* _Extract to read_
----------

RTMD specifically focused in on the homes on Hazel Court. Kathryn Arbour is the CEO of RTMD, and she says her organization often gets compared to Habitat for Humanity, but there is a big difference.

"We work with existing homes," Arbour explained. "It is the only asset for most of the low-income individuals that we serve. And for whatever life circumstances, most individuals have not been able to maintain critical repairs, they have to buy food instead or they have to take care of medical needs."

She said it is common to see the worst of the worst in these types of homes; asbestos, gas leaks, lead paint and more serious structural issues.

"This house was literally split in half, and the front end of it was falling off. We weren't even sure if we could help, but with our amazing network of people who volunteer for us and professionals around the metro area who step up. We were able to look at this house with a structural engineer, with a general contractor," Arbour said. "They came up with an amazing solution that fit with our mission and also worked with the existing home."

That existing home belongs to John "Jack" Jenkins and his wife Shirley. For the last month the Jenkins' have been staying at Hotel VQ, another local business that has donated resources to RTMD. The couple looks forward to moving back in to their home, but they knew it would take some time to make the house healthy again.

----------

* _Data to examine_
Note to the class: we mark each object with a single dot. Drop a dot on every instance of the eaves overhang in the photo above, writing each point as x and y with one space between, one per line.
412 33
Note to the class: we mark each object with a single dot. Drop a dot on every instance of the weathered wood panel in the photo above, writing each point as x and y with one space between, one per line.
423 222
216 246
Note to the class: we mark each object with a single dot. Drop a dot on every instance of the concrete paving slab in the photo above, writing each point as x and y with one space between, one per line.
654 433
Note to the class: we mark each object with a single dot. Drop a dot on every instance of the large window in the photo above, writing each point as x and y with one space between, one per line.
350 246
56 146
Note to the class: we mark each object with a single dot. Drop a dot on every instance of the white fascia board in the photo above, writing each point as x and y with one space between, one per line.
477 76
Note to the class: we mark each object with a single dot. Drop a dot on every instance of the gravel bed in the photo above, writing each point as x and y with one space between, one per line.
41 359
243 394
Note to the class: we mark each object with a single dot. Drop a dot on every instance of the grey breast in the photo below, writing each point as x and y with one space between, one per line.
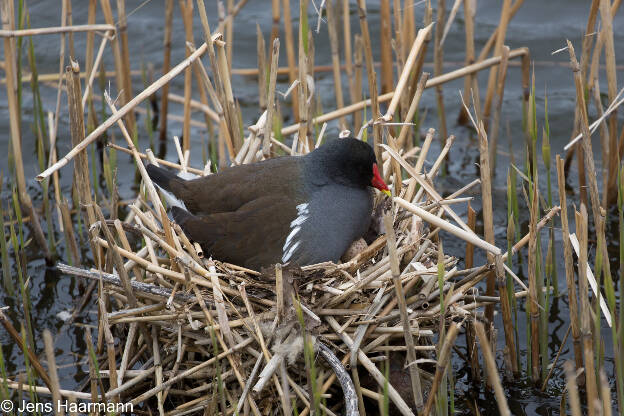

----------

* _Task set_
(a) Please print the stretch of the RTMD article from "RTMD specifically focused" through "a big difference.".
(b) Decide whether each statement agrees with the RTMD article, answering yes or no and quoting the words that settle it: (i) Arbour says RTMD is often compared to Habitat for Humanity. (ii) For the last month, the Jenkins couple has been staying with relatives. (iii) RTMD builds new homes for the people it serves.
(c) Continue the RTMD article from the point where it stops.

* _Task-by-task outputs_
(a)
RTMD specifically focused in on the homes on Hazel Court. Kathryn Arbour is the CEO of RTMD, and she says her organization often gets compared to Habitat for Humanity, but there is a big difference.

(b)
(i) Yes: "her organization often gets compared to Habitat for Humanity"
(ii) No: "For the last month the Jenkins' have been staying at Hotel VQ"
(iii) No: "We work with existing homes,"

(c)
"Truth is, this house belonged in any ghetto anywhere in the world before they started," Jenkins said. "Right now this house could be picked up and moved to Highlands Ranch or the Highlands and fit right in, and probably sell almost instantaneously.

"Everything Rebuilding Together did on this house was something I wanted to do on this house, so when it came time to do it, I was here every step of the way," Jenkins said.

Jenkins is a Vietnam Veteran, he is also a cancer survivor. He and his wife live on a small income and Jenkins said many other families in the neighborhood are struggling.

"There are several homes on this block that are multi-generational, and two homes only became multi-generational recently," Jenkins said. "Times are tough."

Jenkins hopes to be back in his home within the next few weeks.